Problem requirements:
Copy out all the items below, replacing "Pick out" with "Locate" and leaving everything else unchanged. Leave the pictures out of your answer.

The data:

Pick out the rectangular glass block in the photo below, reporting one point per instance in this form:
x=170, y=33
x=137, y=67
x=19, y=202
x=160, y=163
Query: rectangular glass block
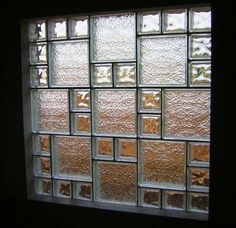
x=162, y=164
x=115, y=112
x=115, y=182
x=187, y=114
x=69, y=63
x=162, y=60
x=72, y=157
x=50, y=111
x=109, y=44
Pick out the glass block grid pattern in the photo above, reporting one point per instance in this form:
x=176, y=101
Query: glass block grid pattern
x=121, y=107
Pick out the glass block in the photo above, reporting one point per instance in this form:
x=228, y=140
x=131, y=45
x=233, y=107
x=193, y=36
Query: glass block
x=200, y=19
x=200, y=73
x=101, y=75
x=38, y=53
x=69, y=63
x=115, y=182
x=149, y=126
x=115, y=112
x=200, y=47
x=50, y=111
x=125, y=74
x=82, y=191
x=57, y=29
x=175, y=21
x=150, y=100
x=187, y=114
x=113, y=37
x=162, y=60
x=37, y=30
x=162, y=164
x=72, y=157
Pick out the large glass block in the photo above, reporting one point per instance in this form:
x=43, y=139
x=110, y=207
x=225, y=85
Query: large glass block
x=187, y=114
x=114, y=112
x=50, y=111
x=162, y=60
x=69, y=63
x=113, y=37
x=162, y=164
x=115, y=182
x=72, y=157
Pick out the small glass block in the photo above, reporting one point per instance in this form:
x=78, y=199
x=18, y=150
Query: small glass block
x=174, y=21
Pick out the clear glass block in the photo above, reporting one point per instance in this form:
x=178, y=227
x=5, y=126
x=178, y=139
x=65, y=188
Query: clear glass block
x=162, y=60
x=71, y=157
x=113, y=37
x=187, y=114
x=115, y=112
x=115, y=182
x=162, y=164
x=69, y=63
x=50, y=111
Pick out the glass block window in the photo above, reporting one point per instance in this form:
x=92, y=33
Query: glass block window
x=119, y=109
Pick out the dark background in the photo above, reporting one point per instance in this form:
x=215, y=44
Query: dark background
x=19, y=212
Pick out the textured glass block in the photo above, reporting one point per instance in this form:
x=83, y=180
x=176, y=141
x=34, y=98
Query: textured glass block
x=162, y=164
x=69, y=63
x=113, y=37
x=175, y=21
x=50, y=110
x=187, y=114
x=200, y=73
x=115, y=112
x=115, y=182
x=72, y=157
x=162, y=60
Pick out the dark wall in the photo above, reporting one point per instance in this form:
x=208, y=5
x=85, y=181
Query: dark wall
x=19, y=211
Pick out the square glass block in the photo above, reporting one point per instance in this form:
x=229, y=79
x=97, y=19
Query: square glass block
x=150, y=100
x=162, y=60
x=115, y=182
x=150, y=126
x=149, y=22
x=125, y=74
x=113, y=37
x=200, y=19
x=82, y=190
x=175, y=21
x=38, y=53
x=200, y=73
x=50, y=110
x=186, y=114
x=200, y=46
x=72, y=157
x=69, y=63
x=78, y=27
x=43, y=186
x=162, y=164
x=115, y=112
x=57, y=29
x=62, y=188
x=37, y=30
x=101, y=75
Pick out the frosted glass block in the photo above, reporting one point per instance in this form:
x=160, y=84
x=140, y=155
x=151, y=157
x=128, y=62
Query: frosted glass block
x=187, y=114
x=175, y=21
x=115, y=182
x=115, y=112
x=162, y=60
x=162, y=164
x=113, y=37
x=200, y=73
x=72, y=157
x=69, y=63
x=50, y=111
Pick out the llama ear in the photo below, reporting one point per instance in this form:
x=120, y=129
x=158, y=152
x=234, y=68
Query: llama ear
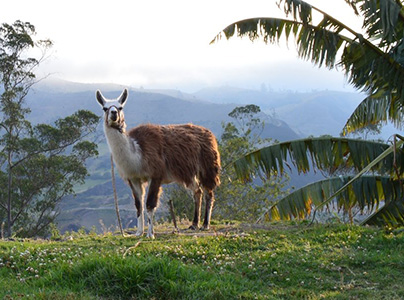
x=123, y=97
x=100, y=98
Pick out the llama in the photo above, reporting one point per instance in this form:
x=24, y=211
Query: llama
x=154, y=155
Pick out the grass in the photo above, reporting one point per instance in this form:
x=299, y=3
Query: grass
x=282, y=261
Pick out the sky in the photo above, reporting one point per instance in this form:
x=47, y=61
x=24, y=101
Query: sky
x=165, y=44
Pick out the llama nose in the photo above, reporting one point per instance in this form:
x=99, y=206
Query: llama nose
x=114, y=115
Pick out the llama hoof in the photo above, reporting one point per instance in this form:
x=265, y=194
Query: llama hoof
x=193, y=227
x=139, y=233
x=204, y=227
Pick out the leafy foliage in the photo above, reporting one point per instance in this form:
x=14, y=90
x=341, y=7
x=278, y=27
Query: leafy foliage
x=373, y=62
x=38, y=164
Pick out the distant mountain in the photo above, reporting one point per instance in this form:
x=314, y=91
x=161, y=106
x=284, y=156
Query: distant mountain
x=314, y=113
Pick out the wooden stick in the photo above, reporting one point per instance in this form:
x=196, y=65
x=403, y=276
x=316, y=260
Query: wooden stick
x=170, y=202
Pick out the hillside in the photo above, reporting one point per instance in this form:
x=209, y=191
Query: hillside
x=313, y=113
x=93, y=204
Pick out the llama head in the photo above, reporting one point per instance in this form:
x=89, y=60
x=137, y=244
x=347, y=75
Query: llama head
x=113, y=109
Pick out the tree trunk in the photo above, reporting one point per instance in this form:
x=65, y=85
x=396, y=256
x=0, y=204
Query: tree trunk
x=10, y=178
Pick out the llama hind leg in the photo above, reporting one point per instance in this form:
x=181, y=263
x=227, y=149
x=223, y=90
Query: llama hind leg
x=151, y=204
x=209, y=199
x=197, y=208
x=138, y=192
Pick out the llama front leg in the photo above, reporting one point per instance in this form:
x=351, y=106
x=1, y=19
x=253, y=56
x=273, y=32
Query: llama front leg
x=151, y=204
x=138, y=193
x=209, y=199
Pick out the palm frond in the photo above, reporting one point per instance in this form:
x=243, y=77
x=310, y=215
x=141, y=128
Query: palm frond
x=315, y=43
x=381, y=18
x=373, y=110
x=322, y=153
x=367, y=193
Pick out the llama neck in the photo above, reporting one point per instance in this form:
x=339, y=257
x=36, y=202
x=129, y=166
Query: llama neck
x=116, y=138
x=125, y=152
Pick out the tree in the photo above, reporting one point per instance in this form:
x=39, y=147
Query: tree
x=238, y=200
x=373, y=62
x=39, y=164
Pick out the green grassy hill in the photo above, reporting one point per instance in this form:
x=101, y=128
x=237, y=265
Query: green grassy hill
x=280, y=261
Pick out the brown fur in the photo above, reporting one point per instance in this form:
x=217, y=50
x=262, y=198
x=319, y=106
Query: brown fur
x=186, y=154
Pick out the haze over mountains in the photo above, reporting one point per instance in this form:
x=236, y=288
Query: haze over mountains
x=288, y=115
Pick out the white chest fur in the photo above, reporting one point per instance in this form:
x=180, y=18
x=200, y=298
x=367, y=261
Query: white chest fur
x=126, y=153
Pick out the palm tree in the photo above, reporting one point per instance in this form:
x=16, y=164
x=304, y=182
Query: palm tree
x=373, y=62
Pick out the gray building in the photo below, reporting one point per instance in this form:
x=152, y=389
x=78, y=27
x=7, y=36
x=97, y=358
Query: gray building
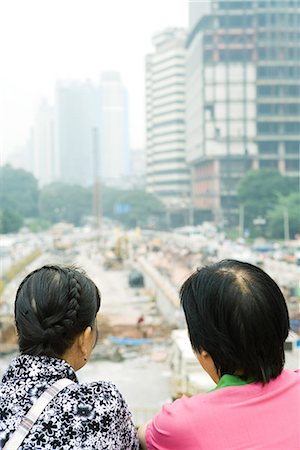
x=167, y=171
x=43, y=144
x=113, y=131
x=242, y=99
x=76, y=118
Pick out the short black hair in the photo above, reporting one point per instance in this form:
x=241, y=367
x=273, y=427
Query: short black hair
x=53, y=305
x=237, y=313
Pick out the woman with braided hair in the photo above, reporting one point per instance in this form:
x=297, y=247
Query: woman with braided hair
x=55, y=314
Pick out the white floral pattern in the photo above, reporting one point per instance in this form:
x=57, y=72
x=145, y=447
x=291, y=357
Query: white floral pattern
x=82, y=417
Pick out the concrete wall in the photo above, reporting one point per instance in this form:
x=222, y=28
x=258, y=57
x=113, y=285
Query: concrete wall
x=166, y=296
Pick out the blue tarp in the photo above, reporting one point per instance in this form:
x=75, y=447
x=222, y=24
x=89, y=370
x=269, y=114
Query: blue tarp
x=129, y=341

Final result:
Locate the rectangular glass block in the photo below, reporting one point per instance in this form:
x=170, y=33
x=137, y=67
x=19, y=202
x=160, y=163
Query: rectangular glass block
x=162, y=164
x=115, y=112
x=115, y=182
x=187, y=114
x=69, y=63
x=162, y=60
x=72, y=157
x=50, y=111
x=109, y=44
Locate the glass block grid pattern in the photo above, reporting one point per instance in this form:
x=176, y=101
Query: glass block grid pattern
x=121, y=107
Locate the glass block in the photo above, reporting one point per instance in this form:
x=228, y=140
x=131, y=45
x=233, y=107
x=193, y=36
Query: glass block
x=200, y=19
x=200, y=73
x=101, y=75
x=38, y=53
x=69, y=63
x=115, y=182
x=149, y=126
x=115, y=112
x=200, y=47
x=50, y=111
x=125, y=74
x=82, y=191
x=57, y=29
x=175, y=21
x=150, y=100
x=187, y=114
x=113, y=37
x=162, y=60
x=37, y=30
x=162, y=164
x=72, y=157
Locate the large glass block in the photo above, reporting one point per instance in this form:
x=43, y=139
x=110, y=207
x=225, y=85
Query: large glass block
x=187, y=114
x=114, y=112
x=50, y=111
x=162, y=60
x=69, y=63
x=113, y=37
x=162, y=164
x=115, y=182
x=72, y=157
Locate the small glass block in the photo above, reporting one point per instance in this form:
x=78, y=199
x=18, y=150
Query: small glass block
x=174, y=21
Locate the clear glass block in the photo above, reporting one point per instance in this form:
x=178, y=227
x=5, y=126
x=178, y=139
x=65, y=188
Query: clear glass block
x=162, y=60
x=71, y=157
x=113, y=37
x=187, y=114
x=115, y=112
x=115, y=182
x=162, y=164
x=69, y=63
x=50, y=111
Locate the glass block window in the photo above, reporting one point per instance in this form:
x=92, y=33
Query: glass block window
x=119, y=109
Locate the dark background in the photo above, reporting one point per instance in this form:
x=215, y=44
Query: dark background
x=19, y=212
Locate the textured glass block in the photo above, reporting one point per instance in this form:
x=83, y=180
x=176, y=141
x=34, y=98
Query: textured glass block
x=162, y=164
x=69, y=63
x=113, y=37
x=175, y=21
x=50, y=110
x=187, y=114
x=200, y=73
x=115, y=112
x=115, y=182
x=72, y=157
x=162, y=60
Locate the dark wall in the photo above, reporting one point per instance in this form:
x=208, y=5
x=85, y=181
Query: dark wall
x=19, y=211
Locate the square glass block in the photo above, reporting one point per instance in this form:
x=229, y=79
x=97, y=19
Query: square glass block
x=150, y=100
x=162, y=60
x=115, y=182
x=150, y=126
x=149, y=22
x=125, y=74
x=113, y=37
x=200, y=19
x=82, y=190
x=175, y=21
x=38, y=53
x=200, y=73
x=50, y=110
x=186, y=114
x=200, y=46
x=72, y=157
x=69, y=63
x=78, y=27
x=43, y=186
x=162, y=164
x=115, y=112
x=57, y=29
x=62, y=188
x=37, y=30
x=101, y=75
Locate the frosted glass block in the photo above, reporting one point per instance in this form:
x=160, y=84
x=140, y=155
x=151, y=157
x=128, y=62
Query: frosted glass block
x=187, y=114
x=175, y=21
x=115, y=182
x=115, y=112
x=162, y=60
x=162, y=164
x=113, y=37
x=200, y=73
x=72, y=157
x=69, y=63
x=50, y=111
Locate the llama ear in the photo below, reporting one point per instance in this form:
x=120, y=129
x=158, y=152
x=234, y=68
Query: llama ear
x=123, y=97
x=100, y=98
Locate the llama in the photo above, reporting one point per instance in this form:
x=24, y=211
Query: llama
x=154, y=155
Locate the grass in the photo above, reporting one point per instance in this form:
x=299, y=3
Query: grass
x=282, y=261
Locate the sky in the photo above, reporting one point per instance in this form:
x=47, y=61
x=24, y=101
Query: sky
x=165, y=44
Locate the llama nose in the photo above, reporting one point per instance in this form:
x=99, y=206
Query: llama nose
x=114, y=115
Locate the llama hoof in the photo above, reporting one point per instance in this form:
x=265, y=194
Query: llama hoof
x=193, y=227
x=139, y=233
x=204, y=227
Locate the leafy foliage in the photo above, reporting one point per instance in this form:
x=14, y=90
x=341, y=7
x=278, y=27
Query: leafy foliage
x=373, y=62
x=38, y=164
Locate the distant mountain in the photo above, reporting one point per instance in this form:
x=314, y=91
x=161, y=106
x=284, y=156
Query: distant mountain
x=314, y=113
Locate the wooden stick in the photo above, reporting one point per instance in this form:
x=196, y=65
x=403, y=276
x=316, y=260
Query: wooden stick
x=170, y=202
Locate the hillside in the photo above, reporting one point per instance in this form:
x=209, y=191
Query: hillside
x=313, y=113
x=93, y=204
Locate the llama head in the photo above, reporting one point per instance in this form:
x=89, y=60
x=137, y=244
x=347, y=75
Query: llama head
x=113, y=109
Locate the tree trunk in the photo above, reporting one point per instance in this form:
x=65, y=85
x=396, y=256
x=0, y=204
Query: tree trunk
x=10, y=178
Locate the llama hind leg in the photo above, reporting one point per instance in this form:
x=181, y=263
x=227, y=149
x=223, y=90
Query: llama hind leg
x=151, y=204
x=209, y=199
x=197, y=208
x=138, y=192
Locate the llama front leg in the photo above, reporting one point per instance in this form:
x=351, y=106
x=1, y=19
x=253, y=56
x=273, y=32
Query: llama front leg
x=151, y=204
x=138, y=193
x=209, y=199
Locate the palm frond in the photo above, reporting one point per instance in this form:
x=243, y=77
x=310, y=215
x=141, y=128
Query: palm frond
x=315, y=43
x=381, y=18
x=373, y=110
x=322, y=153
x=367, y=193
Locate the llama neck in the photo above, reporting one point per instance in this form:
x=339, y=257
x=36, y=202
x=129, y=166
Query: llama neck
x=116, y=138
x=125, y=152
Locate the tree in the photo above, reporting one point per instance in this form:
x=39, y=147
Query: tree
x=238, y=200
x=373, y=62
x=39, y=164
Locate the green grassy hill in the photo above, reporting one point per instance in this form:
x=101, y=128
x=237, y=265
Query: green grassy hill
x=280, y=261
Locate the brown fur in the photo above, reporting one point per instance in this form:
x=217, y=50
x=262, y=198
x=319, y=106
Query: brown fur
x=186, y=154
Locate the haze over mountains in the photo above, reporting one point per instance in this form:
x=236, y=288
Query: haze over mountains
x=288, y=115
Locate the white chest fur in the photo above, reporting one point per instance in this form:
x=180, y=18
x=200, y=298
x=367, y=261
Query: white chest fur
x=126, y=153
Locate the palm tree in the photo above, reporting one point per instance in this form:
x=16, y=164
x=304, y=182
Query: palm tree
x=373, y=62
Locate the gray building in the photo below, reporting one point per instance in this form:
x=152, y=389
x=78, y=27
x=7, y=36
x=97, y=358
Query: gray building
x=167, y=171
x=43, y=144
x=113, y=131
x=242, y=99
x=76, y=118
Locate the short black hair in the photo above, reporting one point per instance in this form:
x=241, y=367
x=273, y=427
Query: short black hair
x=53, y=305
x=237, y=313
Locate the woman with braided hair in the photo above, reporting one point per instance in this form:
x=297, y=247
Query: woman with braided hair
x=55, y=314
Locate the white floral pattern in the photo above, reporting one point per instance in this form:
x=57, y=72
x=145, y=447
x=291, y=357
Query: white floral pattern
x=82, y=417
Locate the concrete wall in the photo above, reporting one point per instance in this form:
x=222, y=28
x=258, y=57
x=113, y=285
Query: concrete wall
x=166, y=296
Locate the blue tarp in the photo above, reporting one point per instance in this form:
x=75, y=447
x=222, y=24
x=89, y=370
x=269, y=114
Query: blue tarp
x=129, y=341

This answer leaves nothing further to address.